*** GIVEN INFORMATION ***
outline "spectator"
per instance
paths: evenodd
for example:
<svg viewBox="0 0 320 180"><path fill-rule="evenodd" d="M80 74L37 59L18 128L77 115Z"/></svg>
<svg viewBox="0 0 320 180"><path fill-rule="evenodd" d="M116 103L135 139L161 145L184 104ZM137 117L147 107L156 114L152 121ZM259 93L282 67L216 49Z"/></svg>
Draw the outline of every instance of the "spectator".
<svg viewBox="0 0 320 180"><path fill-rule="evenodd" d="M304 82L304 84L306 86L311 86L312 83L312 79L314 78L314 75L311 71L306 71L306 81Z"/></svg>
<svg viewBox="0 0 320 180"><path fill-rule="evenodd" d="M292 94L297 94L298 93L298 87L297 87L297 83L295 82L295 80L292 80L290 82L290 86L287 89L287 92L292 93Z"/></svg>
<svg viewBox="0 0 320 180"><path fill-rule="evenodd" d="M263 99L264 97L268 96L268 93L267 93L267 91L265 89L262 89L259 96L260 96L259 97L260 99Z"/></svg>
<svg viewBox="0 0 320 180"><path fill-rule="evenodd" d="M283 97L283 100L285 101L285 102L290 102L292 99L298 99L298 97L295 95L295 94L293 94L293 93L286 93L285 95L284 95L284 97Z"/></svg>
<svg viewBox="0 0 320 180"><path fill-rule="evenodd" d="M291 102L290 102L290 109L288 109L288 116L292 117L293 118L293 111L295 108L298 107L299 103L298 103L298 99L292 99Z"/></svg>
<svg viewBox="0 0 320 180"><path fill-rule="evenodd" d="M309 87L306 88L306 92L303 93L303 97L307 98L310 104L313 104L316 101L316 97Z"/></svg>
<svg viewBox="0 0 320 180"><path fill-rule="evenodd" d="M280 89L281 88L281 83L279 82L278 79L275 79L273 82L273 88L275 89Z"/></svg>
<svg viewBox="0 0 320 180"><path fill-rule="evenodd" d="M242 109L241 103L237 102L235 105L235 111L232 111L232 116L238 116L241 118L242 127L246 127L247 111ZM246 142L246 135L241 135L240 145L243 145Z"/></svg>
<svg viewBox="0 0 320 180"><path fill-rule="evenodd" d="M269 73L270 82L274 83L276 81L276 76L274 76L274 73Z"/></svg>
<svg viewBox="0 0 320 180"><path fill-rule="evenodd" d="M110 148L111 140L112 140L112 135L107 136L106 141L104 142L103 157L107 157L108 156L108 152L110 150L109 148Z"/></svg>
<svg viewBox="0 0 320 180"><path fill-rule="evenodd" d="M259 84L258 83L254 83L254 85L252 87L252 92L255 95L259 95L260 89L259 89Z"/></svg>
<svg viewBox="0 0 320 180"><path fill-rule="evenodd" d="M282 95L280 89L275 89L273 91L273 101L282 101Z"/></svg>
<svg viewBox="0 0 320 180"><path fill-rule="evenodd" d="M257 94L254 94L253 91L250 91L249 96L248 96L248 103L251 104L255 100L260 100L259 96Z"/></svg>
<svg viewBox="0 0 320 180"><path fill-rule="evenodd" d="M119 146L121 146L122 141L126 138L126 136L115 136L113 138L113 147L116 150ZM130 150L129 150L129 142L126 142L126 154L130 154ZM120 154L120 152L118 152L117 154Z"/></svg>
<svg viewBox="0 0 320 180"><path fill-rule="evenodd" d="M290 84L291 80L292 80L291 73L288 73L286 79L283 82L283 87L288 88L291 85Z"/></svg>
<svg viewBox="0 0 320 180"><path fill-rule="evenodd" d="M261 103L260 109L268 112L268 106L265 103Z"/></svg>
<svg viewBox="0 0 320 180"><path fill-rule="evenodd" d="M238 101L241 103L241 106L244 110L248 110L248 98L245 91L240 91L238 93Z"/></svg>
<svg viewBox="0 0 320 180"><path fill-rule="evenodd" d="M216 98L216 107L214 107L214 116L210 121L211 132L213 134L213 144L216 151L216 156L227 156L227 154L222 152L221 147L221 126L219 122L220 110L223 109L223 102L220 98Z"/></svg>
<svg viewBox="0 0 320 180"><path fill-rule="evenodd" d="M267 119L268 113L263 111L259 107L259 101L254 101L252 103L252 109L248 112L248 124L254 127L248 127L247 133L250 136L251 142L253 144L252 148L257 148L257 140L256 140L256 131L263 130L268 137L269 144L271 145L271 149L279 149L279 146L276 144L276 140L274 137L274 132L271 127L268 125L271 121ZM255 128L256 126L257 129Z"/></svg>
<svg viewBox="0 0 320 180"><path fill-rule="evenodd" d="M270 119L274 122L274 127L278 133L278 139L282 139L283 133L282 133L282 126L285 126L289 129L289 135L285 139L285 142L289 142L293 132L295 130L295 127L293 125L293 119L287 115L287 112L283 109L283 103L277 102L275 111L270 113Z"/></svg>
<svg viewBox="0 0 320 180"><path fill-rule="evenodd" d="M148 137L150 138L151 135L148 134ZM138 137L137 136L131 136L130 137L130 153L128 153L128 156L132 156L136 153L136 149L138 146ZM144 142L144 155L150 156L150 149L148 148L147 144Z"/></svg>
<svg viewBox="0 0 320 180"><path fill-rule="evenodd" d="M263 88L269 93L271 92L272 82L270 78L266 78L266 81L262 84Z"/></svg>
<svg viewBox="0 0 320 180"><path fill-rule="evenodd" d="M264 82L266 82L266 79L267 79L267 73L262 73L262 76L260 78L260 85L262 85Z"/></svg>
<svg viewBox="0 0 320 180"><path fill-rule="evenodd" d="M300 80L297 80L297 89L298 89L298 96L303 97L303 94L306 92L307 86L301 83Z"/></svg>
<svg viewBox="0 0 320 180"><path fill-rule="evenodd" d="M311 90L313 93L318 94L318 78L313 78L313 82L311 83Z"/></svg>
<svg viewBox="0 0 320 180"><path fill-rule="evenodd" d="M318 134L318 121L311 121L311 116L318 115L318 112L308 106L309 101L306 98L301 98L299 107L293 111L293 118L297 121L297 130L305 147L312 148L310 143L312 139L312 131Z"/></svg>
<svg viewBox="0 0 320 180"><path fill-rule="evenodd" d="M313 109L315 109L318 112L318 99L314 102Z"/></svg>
***
» TASK TO COMPLETE:
Going back to the entries above, set down exactly the lines that begin at the one with "74L37 59L18 128L77" and end at the one with "103L135 139L161 145L184", both included, and nothing else.

» REPLY:
<svg viewBox="0 0 320 180"><path fill-rule="evenodd" d="M80 74L37 59L18 128L77 115Z"/></svg>
<svg viewBox="0 0 320 180"><path fill-rule="evenodd" d="M116 103L135 139L161 145L184 104ZM137 117L147 107L156 114L152 121ZM259 93L282 67L216 49Z"/></svg>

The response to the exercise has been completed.